* _EXERCISE OBJECTIVE_:
Rewrite the data below, swapping each "marker" for "dot" and leaving every other character untouched.

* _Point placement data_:
┌──
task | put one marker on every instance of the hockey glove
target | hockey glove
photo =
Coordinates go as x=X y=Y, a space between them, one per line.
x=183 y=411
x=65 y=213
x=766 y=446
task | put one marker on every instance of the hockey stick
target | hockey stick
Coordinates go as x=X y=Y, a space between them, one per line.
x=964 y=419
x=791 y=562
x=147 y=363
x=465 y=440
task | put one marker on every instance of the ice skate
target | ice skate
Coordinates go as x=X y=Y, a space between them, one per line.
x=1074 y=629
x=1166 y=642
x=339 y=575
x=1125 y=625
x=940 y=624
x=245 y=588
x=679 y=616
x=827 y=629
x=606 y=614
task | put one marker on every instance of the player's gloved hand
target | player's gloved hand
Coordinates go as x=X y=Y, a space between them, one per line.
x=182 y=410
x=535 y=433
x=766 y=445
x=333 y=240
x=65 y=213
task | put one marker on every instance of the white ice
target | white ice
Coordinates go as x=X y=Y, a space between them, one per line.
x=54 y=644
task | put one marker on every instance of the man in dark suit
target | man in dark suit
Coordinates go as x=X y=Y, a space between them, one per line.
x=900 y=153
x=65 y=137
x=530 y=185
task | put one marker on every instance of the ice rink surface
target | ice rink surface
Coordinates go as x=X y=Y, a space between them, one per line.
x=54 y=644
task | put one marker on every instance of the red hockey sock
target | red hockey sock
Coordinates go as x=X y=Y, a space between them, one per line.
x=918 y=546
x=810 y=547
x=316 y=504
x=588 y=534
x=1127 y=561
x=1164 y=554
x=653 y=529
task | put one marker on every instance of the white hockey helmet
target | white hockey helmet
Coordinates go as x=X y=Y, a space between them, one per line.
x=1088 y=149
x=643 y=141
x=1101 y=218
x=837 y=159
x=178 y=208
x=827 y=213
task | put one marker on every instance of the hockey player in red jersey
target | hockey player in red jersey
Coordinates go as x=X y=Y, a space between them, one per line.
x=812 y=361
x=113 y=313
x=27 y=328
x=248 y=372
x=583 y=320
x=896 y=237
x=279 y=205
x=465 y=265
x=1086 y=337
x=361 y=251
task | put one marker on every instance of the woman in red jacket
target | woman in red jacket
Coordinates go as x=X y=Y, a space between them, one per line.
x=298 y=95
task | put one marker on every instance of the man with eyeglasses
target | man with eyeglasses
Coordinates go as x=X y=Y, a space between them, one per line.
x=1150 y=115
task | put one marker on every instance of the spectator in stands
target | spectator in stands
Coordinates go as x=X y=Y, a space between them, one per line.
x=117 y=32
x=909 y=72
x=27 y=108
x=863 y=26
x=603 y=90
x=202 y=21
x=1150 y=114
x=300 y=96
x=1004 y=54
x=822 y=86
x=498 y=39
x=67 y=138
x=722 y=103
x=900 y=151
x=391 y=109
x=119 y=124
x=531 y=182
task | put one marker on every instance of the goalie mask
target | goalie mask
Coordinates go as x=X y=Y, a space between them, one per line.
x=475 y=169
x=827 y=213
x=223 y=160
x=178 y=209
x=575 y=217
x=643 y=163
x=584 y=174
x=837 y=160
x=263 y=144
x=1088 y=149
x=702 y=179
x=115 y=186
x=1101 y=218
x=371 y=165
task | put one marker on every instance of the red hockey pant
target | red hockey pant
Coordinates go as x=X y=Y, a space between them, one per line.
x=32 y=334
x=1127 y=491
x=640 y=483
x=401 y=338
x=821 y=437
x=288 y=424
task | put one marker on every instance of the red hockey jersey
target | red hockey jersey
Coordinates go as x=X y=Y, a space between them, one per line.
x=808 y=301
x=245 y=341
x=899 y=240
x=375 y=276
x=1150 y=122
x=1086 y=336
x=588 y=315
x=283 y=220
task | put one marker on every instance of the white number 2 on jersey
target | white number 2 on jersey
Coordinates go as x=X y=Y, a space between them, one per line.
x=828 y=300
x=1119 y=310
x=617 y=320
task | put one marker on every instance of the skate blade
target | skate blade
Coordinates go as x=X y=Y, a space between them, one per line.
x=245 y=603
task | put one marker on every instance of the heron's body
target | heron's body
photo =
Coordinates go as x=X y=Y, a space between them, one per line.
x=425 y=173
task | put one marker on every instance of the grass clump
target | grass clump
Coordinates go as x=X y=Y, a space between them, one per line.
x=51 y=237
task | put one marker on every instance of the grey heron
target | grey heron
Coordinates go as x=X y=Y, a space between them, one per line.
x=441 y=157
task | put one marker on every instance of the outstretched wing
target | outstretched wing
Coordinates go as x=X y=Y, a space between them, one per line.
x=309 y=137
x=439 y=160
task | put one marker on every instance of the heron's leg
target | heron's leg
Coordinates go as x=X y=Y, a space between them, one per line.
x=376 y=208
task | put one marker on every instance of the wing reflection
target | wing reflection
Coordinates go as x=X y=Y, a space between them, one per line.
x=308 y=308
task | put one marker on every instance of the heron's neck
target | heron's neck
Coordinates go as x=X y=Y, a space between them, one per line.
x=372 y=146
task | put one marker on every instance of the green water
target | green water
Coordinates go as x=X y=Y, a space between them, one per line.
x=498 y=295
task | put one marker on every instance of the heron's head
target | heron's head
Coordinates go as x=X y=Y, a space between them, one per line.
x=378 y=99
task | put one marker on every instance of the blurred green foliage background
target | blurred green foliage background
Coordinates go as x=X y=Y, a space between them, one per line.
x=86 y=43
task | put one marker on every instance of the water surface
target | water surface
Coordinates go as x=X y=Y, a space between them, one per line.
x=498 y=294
└──
* _TASK ANSWER_:
task | put one dot on every instance of the hockey glove
target | hockey glove
photo =
Coordinates go as x=X y=Y, a space between them, one per line.
x=183 y=411
x=65 y=213
x=766 y=446
task | put one dot on every instance of the hockey stick
target | hockey stick
Coordinates go as x=X y=Y, a space between them, one per line.
x=964 y=419
x=791 y=562
x=147 y=363
x=465 y=440
task | put one dot on every instance of the ice skate
target | ice skate
Coordinates go as x=X y=Y, a space between them, one per line.
x=1074 y=629
x=1166 y=642
x=339 y=575
x=1125 y=625
x=940 y=624
x=245 y=588
x=679 y=616
x=827 y=629
x=606 y=614
task | put one dot on every instance of the player's gloved hand
target | player's gloved hand
Coordinates go as x=X y=Y, a space between them, one per line.
x=182 y=410
x=535 y=433
x=766 y=445
x=333 y=240
x=65 y=213
task | put one dot on every instance of the white ice
target | white ice
Coordinates go as x=X y=Y, a space between them, one per line.
x=54 y=644
task | put one dot on every instance of the man in dark suit
target | man in dark suit
Coordinates go as x=X y=Y, a space between them, one per line.
x=900 y=153
x=65 y=137
x=530 y=185
task | put one dot on every instance of the ice rink surface
target | ice rink surface
Coordinates go as x=X y=Y, a space between them, one per line.
x=54 y=644
task | put one dot on every instance of the red hockey sock
target | red hockey sock
Coordinates go as x=X y=Y, a space between them, one per line.
x=918 y=546
x=810 y=547
x=316 y=504
x=588 y=534
x=1127 y=561
x=1164 y=554
x=653 y=529
task | put one dot on every instance of the white hockey helmet
target | white hockey helmet
Coordinates go as x=X y=Y, a space between them, one per line.
x=1088 y=149
x=643 y=141
x=1101 y=218
x=837 y=159
x=178 y=208
x=827 y=213
task | put one dot on every instance of the hockey player in red jersey
target | hockey player in red jersey
Coordinates go as x=X y=Y, a space between them, one per line.
x=812 y=361
x=113 y=313
x=27 y=328
x=248 y=372
x=583 y=320
x=896 y=237
x=279 y=205
x=465 y=265
x=1086 y=337
x=361 y=251
task | put one dot on every instance of the woman in red jacket
target | woman in red jacket
Coordinates go as x=X y=Y, a space between them, one per line.
x=298 y=95
task | put one dot on every instance of the man with eyeglasses
target | man with eyeglasses
Coordinates go as x=X y=Y, a space between them, one per line.
x=1150 y=115
task | put one dot on every instance of the spectator in stands
target | spectator in stands
Coordinates go as x=X y=Y, a space between them, one per line.
x=117 y=32
x=909 y=72
x=27 y=108
x=863 y=26
x=603 y=90
x=202 y=21
x=1150 y=114
x=300 y=96
x=1004 y=54
x=822 y=86
x=498 y=39
x=67 y=138
x=722 y=103
x=900 y=151
x=391 y=109
x=119 y=124
x=531 y=182
task | put one dot on every instance of the goalie mask
target | goalie mask
Coordinates go as x=X y=Y, a space between them, one per line.
x=475 y=169
x=827 y=213
x=223 y=160
x=178 y=209
x=575 y=217
x=643 y=163
x=584 y=174
x=837 y=160
x=263 y=144
x=1088 y=149
x=702 y=179
x=115 y=186
x=1101 y=218
x=371 y=165
task | put one dot on every instance of the red hockey pant
target | red hockey pant
Coordinates go as x=X y=Y, a space between them, one per line.
x=32 y=334
x=1127 y=491
x=640 y=483
x=401 y=338
x=821 y=437
x=288 y=424
task | put one dot on every instance of the red hockey jersey
target | red hockey jersey
Coordinates go as x=X y=Y, a space between them, one per line.
x=808 y=301
x=245 y=341
x=899 y=240
x=375 y=276
x=1150 y=122
x=1086 y=336
x=588 y=315
x=283 y=220
task | put one dot on every instance of the white number 2 on jersey
target | white number 2 on jersey
Coordinates go as x=X y=Y, a space between them, one per line.
x=828 y=300
x=1119 y=310
x=617 y=320
task | put one dot on every instance of the skate blade
target | skate blade
Coordinates go as x=X y=Y, a space between them, one per line.
x=245 y=603
task | put one dot on every instance of the heron's body
target | heron's body
photo =
Coordinates go as x=X y=Y, a space between them, one per line.
x=425 y=173
task | put one dot on every instance of the grass clump
target | grass clump
Coordinates go as x=X y=Y, a space between them, one per line.
x=51 y=237
task | put one dot on every instance of the grey heron
target | grey heron
Coordinates go as x=X y=Y, a space between them, one per line.
x=441 y=157
task | put one dot on every instance of the outstretched wing
target | outstretched wing
Coordinates go as x=X y=Y, a space between them, one per line.
x=309 y=137
x=439 y=160
task | put one dot on every instance of the heron's leg
target | heron's leg
Coordinates go as x=X y=Y, a space between them, one per line.
x=376 y=208
task | put one dot on every instance of the wing reflection
target | wing reflection
Coordinates go as x=X y=Y, a space between them, one per line.
x=308 y=308
task | put one dot on every instance of the heron's neck
target | heron's neck
Coordinates go as x=X y=Y, a space between them, one per line.
x=372 y=146
task | put one dot on every instance of the green water
target | green water
Coordinates go as x=X y=Y, a space between them, one per line.
x=498 y=295
task | put one dot on every instance of the heron's head
target | heron's head
Coordinates go as x=X y=Y, a space between them, one per line.
x=378 y=99
task | put one dot on every instance of the blurred green foliage background
target | blurred green foliage background
Coordinates go as x=X y=Y, a space between them, one per line.
x=86 y=43
task | put one dot on every instance of the water surface
target | water surface
Coordinates go as x=X y=Y, a space between them, one per line.
x=498 y=294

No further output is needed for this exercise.